__SOAL LATIHAN__.
a) Menurut berita tentang perjanjian perdagangan bebas, berapa besar peningkatan produktivitas dan daya saing Indonesia sejak 2000 hingga 2008?
b) Tuliskan lanjutan berita tentang perjanjian perdagangan bebas itu, dimulai setelah kalimat terakhirnya.

Jakarta (ANTARA News) - Ketua Kelompok Fokus Koordinasi Fiskal dan Moneter Ikatan Sarjana Ekonomi Indonesia (ISEI) Sri Adiningsih menyatakan bahwa pekerjaan rumah (PR) mendesak yang dilakukan pemerintah terkait perjanjian perdagangan bebas (FTA) bukan membuka seluas-luasnya pasar Indonesia tetapi meningkatkan produktivitas dan daya saing.

"PR-nya bukan membuka pasar tapi bagaimana meningkatkan produktivitas dan daya saing," kata Sri Adiningsih di sela Seminar Indonesia Economic Outlook 2010 di Jakarta, Senin.

Ia menyebutkan, Indonesia juga masih bisa melakukan negosiasi dalam pelaksanaan FTA sehingga Indonesia tidak dalam posisi yang dirugikan dalam perjanjian itu.

Menurut dia, dari segi produktivitas dan daya saing sebenarnya Indonesia tidak terlalu buruk karena sejak 2000 hingga 2008 masih ada peningkatan produktivitas dan daya saing hingga 1,5 persen.

Item Tersimpan:
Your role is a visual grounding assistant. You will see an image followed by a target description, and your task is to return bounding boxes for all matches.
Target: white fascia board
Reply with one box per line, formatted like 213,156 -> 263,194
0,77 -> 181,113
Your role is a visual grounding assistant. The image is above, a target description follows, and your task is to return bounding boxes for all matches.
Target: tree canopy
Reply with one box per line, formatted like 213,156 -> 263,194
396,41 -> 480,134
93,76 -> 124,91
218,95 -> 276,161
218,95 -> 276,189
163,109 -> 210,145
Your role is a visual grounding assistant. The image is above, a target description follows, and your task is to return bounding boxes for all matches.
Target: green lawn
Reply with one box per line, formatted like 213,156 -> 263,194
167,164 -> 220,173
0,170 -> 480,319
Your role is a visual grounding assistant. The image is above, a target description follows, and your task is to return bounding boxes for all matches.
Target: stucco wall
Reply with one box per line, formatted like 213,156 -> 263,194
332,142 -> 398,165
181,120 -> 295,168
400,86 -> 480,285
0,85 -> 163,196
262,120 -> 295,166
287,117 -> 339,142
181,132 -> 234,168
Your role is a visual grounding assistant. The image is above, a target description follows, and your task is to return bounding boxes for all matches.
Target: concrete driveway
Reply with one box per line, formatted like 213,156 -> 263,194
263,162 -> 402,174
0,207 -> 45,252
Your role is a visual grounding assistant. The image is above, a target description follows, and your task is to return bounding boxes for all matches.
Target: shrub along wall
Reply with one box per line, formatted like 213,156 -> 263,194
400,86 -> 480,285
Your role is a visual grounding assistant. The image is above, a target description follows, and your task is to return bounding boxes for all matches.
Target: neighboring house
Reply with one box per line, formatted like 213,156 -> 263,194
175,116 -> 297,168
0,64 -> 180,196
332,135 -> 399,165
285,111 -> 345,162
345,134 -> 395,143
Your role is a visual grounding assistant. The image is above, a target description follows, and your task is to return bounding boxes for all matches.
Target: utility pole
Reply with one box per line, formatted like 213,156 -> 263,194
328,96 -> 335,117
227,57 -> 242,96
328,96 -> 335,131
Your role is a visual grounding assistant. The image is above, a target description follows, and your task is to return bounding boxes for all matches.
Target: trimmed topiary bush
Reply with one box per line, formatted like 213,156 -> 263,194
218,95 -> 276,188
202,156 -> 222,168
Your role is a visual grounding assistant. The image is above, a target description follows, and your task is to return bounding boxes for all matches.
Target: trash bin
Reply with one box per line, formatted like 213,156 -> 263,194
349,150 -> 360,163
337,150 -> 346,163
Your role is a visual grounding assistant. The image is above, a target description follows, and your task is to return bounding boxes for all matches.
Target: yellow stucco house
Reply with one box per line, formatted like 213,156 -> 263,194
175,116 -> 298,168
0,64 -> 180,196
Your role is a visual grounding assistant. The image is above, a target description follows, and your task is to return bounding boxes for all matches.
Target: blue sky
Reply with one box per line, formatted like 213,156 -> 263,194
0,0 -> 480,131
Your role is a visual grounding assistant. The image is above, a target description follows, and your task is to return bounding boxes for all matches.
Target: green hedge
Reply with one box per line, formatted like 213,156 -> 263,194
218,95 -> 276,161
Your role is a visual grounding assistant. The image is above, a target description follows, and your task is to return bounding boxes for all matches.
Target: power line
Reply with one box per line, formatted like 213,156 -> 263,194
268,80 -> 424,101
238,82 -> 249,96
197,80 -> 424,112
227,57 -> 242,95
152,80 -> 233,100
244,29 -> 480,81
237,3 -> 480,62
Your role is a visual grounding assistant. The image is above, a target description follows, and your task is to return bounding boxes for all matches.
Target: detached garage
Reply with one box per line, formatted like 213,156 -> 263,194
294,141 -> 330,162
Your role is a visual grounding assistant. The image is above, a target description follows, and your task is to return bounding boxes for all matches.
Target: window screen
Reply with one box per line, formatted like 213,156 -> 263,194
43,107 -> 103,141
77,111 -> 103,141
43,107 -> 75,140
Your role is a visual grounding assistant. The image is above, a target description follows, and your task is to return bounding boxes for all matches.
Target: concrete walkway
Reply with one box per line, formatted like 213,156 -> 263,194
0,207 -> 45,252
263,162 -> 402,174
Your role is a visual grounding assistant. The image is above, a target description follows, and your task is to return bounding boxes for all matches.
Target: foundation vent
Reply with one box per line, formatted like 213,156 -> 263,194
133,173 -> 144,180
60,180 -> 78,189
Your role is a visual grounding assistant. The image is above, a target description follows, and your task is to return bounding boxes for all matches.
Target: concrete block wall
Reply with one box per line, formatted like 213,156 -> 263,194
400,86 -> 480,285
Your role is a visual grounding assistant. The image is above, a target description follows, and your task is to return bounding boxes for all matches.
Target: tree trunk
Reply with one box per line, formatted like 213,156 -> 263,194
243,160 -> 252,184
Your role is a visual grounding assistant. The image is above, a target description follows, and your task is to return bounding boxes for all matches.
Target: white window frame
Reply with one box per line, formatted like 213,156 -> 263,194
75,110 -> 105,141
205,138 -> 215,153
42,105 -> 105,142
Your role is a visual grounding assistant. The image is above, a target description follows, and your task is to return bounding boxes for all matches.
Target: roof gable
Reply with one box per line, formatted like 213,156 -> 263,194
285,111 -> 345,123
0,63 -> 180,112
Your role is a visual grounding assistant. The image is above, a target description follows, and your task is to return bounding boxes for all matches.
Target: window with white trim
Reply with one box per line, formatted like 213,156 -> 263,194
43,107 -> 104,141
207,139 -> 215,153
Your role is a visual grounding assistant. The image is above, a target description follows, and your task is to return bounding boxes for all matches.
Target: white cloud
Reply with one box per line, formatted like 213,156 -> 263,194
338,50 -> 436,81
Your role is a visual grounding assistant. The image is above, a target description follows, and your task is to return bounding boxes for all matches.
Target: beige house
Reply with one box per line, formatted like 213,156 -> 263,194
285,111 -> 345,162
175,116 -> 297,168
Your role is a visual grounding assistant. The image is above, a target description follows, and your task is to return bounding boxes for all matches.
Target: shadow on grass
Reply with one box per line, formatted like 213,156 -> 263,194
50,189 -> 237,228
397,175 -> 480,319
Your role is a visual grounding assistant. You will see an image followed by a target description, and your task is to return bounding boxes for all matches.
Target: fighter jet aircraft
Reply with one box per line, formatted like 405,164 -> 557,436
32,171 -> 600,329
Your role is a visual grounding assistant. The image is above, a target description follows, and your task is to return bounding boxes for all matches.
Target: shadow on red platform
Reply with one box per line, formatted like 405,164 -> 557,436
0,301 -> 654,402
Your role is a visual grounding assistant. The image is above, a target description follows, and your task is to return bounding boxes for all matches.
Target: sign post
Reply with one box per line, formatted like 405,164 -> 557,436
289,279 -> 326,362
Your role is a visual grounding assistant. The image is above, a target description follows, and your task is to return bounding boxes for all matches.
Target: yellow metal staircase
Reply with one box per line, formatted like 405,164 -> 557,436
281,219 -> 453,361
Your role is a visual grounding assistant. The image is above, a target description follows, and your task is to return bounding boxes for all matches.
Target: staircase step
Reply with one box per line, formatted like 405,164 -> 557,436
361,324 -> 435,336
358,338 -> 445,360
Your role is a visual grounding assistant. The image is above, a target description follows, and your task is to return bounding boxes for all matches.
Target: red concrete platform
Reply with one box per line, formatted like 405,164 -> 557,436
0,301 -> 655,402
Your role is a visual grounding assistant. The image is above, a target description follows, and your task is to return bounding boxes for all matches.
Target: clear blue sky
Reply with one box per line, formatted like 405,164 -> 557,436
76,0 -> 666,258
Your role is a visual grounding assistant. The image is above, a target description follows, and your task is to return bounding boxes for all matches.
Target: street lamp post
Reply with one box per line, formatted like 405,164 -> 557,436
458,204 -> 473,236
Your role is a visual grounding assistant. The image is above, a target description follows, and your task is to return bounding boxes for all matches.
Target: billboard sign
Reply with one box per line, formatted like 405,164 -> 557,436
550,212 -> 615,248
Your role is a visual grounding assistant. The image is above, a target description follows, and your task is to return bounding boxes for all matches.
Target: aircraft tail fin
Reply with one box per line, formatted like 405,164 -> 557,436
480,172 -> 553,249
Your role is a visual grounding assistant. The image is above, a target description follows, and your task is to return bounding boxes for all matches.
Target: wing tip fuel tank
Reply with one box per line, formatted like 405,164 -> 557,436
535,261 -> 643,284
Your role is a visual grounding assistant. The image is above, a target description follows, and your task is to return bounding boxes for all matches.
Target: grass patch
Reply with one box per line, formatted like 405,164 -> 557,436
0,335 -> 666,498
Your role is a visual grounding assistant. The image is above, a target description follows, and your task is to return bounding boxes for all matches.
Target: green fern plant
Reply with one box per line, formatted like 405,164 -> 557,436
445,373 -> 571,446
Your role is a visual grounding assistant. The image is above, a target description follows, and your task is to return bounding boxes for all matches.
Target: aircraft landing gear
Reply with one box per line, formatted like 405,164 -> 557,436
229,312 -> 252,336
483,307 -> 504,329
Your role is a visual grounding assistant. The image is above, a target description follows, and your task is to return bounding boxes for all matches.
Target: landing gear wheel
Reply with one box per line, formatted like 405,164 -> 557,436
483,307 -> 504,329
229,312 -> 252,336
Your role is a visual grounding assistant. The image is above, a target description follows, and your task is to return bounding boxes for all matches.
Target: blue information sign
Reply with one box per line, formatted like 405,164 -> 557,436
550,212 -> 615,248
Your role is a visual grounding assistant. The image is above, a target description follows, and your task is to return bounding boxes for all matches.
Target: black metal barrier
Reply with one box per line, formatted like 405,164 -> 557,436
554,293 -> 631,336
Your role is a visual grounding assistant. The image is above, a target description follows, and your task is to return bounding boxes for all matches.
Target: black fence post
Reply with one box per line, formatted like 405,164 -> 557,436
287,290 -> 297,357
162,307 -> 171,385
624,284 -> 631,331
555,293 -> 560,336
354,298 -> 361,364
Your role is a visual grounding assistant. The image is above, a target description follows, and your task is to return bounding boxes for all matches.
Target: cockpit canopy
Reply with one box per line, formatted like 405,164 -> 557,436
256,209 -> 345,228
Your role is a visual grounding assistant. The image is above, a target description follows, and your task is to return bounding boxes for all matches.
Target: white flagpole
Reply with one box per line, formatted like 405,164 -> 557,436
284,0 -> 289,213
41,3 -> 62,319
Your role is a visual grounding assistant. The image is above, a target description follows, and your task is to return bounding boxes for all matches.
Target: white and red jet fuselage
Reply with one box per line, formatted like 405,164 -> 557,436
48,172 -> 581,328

__JAWABAN YANG DIHARAPKAN__.
a) Hingga 1,5 persen.

b)
"Ini memang menjadi tidak ada artinya jika dibanding dengan China yang meningkat hingga mencapai sekitar 4 persen," kata Ekonom Universitas Gadjah Mada (UGM) itu.

Ia juga menyebutkan bahwa hingga 2007 sebenarnya Indonesia masih memiliki posisi surplus dalam perdagangan dengan China, namun kemudian mulai mengalami defisit pada tahun 2008.

Berdasar studi yang dilakukannya di Surakarta, Adiningsih juga menyebutkan bahwa sejumlah pengusaha kecil di wilayah itu harus menghadapi kenyataan pahit karena tidak mampu bersaing dengan barang-barang impor dari China sehingga harus gulung tikar,

Menurut dia, tahun 2010 akan menjadi tahun spesial bagi Indonesia karena selain polemik Bank Century, Indonesia juga akan menyambut berlakunya FTA ASEAN-China.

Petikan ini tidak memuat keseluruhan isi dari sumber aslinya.